■ TASK REQUIREMENTS
Render every line of the records below as a JSON list of strings, one string per line, and leave out any blank lines.

■ RECORDS TO USE
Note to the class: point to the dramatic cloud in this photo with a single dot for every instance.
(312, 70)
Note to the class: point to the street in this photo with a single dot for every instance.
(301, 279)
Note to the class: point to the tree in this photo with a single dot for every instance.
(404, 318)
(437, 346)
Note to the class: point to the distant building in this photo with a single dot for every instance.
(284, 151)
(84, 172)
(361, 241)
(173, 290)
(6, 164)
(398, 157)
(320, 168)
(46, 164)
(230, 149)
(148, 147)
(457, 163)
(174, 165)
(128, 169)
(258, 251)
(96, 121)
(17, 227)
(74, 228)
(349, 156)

■ OUTPUT OF THE TASK
[
  "Note to the class: point to the dramatic cloud in this photo with a single dot for every instance.",
  "(312, 70)",
  "Note to the class: point to the street in this photo with a single dot for every instance.",
  "(301, 279)",
  "Note to the class: point to the tree in this photo with a single dot for every instance.",
  "(404, 318)",
  "(437, 346)",
  "Note to the class: point to the distant building in this photo with a single dot for every instance.",
  "(284, 151)",
  "(84, 172)",
  "(361, 241)",
  "(173, 290)",
  "(6, 164)",
  "(398, 157)",
  "(320, 168)",
  "(46, 164)",
  "(230, 149)",
  "(148, 147)",
  "(457, 163)",
  "(174, 165)",
  "(128, 169)",
  "(258, 251)",
  "(96, 121)",
  "(17, 227)",
  "(74, 228)",
  "(349, 156)"
]